PROBLEM DESCRIPTION: Print, unchanged, every line of the data from the line containing "If you could indicate the dirt infield" through the end of the data, both ends included.
━━━ ENTRIES SUPPLIED ━━━
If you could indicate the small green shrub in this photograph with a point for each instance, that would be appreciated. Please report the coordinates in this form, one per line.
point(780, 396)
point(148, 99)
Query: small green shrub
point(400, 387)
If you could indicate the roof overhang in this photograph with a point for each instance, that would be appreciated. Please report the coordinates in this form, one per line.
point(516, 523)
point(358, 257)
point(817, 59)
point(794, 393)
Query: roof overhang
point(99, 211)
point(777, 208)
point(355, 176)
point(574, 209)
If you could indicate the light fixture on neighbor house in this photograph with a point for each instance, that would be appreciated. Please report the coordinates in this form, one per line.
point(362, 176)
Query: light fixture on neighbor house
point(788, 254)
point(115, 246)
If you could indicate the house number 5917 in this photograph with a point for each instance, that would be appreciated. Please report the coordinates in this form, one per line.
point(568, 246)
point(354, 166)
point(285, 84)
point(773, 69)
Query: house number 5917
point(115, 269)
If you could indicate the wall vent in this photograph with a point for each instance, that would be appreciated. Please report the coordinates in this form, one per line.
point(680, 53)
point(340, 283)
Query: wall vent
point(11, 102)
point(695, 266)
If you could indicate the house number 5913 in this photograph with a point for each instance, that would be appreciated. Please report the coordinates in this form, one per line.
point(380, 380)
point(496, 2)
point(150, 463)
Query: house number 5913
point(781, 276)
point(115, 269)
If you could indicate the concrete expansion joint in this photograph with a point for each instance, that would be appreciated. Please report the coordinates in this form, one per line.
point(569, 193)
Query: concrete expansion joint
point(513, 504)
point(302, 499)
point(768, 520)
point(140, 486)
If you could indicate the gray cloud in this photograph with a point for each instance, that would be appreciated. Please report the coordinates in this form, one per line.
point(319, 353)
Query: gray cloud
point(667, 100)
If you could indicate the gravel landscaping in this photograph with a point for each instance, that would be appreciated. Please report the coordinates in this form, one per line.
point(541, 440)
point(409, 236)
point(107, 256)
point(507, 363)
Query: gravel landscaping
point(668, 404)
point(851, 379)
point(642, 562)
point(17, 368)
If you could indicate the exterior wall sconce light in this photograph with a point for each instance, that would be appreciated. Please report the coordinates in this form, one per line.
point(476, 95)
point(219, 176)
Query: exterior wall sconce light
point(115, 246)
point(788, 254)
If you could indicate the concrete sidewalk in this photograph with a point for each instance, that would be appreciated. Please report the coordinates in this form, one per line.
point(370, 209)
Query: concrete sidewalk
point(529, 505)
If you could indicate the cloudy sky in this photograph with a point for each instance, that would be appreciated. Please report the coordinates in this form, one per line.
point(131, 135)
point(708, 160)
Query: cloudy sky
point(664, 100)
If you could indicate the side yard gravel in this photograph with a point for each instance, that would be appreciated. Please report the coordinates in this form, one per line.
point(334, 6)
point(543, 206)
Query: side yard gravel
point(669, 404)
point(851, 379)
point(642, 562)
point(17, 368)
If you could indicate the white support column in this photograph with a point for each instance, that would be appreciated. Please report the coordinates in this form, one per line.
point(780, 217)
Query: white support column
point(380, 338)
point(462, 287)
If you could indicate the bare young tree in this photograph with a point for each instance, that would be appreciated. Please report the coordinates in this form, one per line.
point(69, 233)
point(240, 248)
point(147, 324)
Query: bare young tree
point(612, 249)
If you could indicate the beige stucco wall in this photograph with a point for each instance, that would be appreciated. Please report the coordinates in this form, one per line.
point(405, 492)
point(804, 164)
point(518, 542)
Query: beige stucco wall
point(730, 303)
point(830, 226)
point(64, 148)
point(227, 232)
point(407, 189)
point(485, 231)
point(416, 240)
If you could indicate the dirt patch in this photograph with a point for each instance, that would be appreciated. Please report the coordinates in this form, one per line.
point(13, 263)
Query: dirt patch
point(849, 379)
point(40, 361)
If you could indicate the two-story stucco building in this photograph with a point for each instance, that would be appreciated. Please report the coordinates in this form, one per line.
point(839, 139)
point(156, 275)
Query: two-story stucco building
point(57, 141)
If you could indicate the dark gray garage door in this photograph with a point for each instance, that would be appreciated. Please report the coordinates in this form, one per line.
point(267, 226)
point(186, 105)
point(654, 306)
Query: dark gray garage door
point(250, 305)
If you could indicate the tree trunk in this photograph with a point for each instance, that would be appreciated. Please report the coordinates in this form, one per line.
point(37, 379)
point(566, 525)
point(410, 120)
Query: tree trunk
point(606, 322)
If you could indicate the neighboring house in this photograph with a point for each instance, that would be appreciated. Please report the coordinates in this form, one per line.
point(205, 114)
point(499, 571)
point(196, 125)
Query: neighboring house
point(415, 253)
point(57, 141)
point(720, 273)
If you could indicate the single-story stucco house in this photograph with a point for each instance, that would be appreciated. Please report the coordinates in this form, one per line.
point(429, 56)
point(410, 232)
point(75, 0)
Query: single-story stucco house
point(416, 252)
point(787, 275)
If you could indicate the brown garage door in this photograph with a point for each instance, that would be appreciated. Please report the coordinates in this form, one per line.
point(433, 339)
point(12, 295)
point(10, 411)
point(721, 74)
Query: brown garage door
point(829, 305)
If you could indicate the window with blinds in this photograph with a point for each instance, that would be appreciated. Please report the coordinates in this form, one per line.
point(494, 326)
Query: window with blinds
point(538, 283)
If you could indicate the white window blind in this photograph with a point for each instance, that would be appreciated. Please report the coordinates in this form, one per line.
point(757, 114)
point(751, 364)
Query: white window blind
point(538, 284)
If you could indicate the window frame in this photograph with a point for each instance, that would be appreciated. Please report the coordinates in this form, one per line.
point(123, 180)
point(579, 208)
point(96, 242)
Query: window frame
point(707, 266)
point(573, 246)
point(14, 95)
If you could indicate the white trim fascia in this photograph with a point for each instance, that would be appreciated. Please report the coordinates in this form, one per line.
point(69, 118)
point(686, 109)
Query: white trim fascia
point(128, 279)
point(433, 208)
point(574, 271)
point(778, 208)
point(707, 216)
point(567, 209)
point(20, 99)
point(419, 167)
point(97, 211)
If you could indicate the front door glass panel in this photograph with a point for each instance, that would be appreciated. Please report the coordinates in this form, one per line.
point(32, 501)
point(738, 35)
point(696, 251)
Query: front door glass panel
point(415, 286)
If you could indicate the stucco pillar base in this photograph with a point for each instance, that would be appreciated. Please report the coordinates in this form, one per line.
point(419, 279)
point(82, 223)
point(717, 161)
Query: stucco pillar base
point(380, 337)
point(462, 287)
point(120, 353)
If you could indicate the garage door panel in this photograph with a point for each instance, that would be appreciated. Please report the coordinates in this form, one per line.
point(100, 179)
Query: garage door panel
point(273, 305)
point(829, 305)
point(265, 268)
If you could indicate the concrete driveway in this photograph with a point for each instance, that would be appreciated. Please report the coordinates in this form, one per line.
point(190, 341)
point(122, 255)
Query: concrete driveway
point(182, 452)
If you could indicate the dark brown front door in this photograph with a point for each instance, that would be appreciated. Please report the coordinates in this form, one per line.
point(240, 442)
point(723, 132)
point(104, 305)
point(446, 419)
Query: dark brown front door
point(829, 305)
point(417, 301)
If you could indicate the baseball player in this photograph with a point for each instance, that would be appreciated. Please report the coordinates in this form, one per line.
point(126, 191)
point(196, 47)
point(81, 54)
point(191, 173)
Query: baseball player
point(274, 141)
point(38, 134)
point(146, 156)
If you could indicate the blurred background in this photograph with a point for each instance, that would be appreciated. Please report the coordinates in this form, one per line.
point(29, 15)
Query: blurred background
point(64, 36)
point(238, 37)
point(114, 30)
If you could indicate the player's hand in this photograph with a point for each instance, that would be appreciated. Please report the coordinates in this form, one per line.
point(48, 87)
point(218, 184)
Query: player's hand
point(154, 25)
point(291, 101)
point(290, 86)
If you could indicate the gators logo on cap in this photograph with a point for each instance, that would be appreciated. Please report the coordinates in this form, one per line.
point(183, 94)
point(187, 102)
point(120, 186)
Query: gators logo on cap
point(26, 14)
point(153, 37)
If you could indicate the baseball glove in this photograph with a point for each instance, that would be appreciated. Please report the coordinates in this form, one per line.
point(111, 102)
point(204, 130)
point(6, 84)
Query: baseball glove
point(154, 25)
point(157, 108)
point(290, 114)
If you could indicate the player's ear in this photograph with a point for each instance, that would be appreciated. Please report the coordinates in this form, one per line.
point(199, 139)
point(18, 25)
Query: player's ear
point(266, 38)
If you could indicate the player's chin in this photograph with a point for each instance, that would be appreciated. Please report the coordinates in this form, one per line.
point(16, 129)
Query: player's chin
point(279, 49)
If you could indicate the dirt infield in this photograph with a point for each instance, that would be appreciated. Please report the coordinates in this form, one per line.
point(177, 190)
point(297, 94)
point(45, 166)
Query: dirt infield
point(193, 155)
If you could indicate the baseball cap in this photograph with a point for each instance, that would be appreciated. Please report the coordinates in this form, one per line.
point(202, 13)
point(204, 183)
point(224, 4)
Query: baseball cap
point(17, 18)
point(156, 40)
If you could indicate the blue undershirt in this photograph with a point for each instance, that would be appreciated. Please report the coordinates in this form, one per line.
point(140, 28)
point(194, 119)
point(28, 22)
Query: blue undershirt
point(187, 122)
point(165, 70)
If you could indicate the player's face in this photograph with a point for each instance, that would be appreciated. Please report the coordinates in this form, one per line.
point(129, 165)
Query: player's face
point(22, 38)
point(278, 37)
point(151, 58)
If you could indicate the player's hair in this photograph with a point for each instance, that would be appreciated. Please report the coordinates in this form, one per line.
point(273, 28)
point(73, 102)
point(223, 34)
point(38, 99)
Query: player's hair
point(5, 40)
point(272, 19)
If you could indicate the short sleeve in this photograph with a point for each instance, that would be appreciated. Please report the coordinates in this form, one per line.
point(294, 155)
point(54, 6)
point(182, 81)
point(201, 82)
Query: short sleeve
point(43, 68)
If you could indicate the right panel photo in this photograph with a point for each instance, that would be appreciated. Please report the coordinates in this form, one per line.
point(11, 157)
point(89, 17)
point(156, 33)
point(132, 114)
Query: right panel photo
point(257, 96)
━━━
OUTPUT FOR THIS TASK:
If you could indicate the dirt infield in this photograph with a point for each instance, that would be appreciated. Please report the coordinates in this form, one per line.
point(177, 190)
point(297, 94)
point(45, 166)
Query: dirt infield
point(193, 155)
If you could indicate the baseball cap in this photograph with a point for each instance, that would be appreciated. Please report the coordinates in this form, one per line.
point(202, 13)
point(204, 183)
point(224, 4)
Query: baseball cap
point(17, 18)
point(156, 40)
If you could indicate the blue undershirt in this photograph with a point for each instance, that would be appreciated. Please report the coordinates in this form, one per line.
point(140, 28)
point(194, 119)
point(28, 22)
Query: blue undershirt
point(187, 122)
point(165, 70)
If you could indicate the player's face in this photograph with a point for each instance, that would be appreciated. Please report the coordinates in this form, one per line.
point(129, 165)
Query: player's face
point(22, 38)
point(278, 37)
point(151, 58)
If you could indicate the player's hair in this photograph with a point for each instance, that would be appreciated. Please report the coordinates in this form, one per line.
point(273, 28)
point(73, 102)
point(223, 34)
point(38, 99)
Query: player's hair
point(5, 40)
point(272, 19)
If you could indicate the short sleeve in this photograph with a point for each instance, that would be appreciated. Please report the coordinates in this form, one per line.
point(294, 155)
point(54, 6)
point(182, 81)
point(201, 82)
Query: short sleeve
point(43, 68)
If you could indicate the right panel photo in this photograph with a point for each instance, that would be appreciated. Please report the coordinates in this form, one per line.
point(11, 157)
point(89, 17)
point(156, 33)
point(132, 114)
Query: right panel photo
point(257, 96)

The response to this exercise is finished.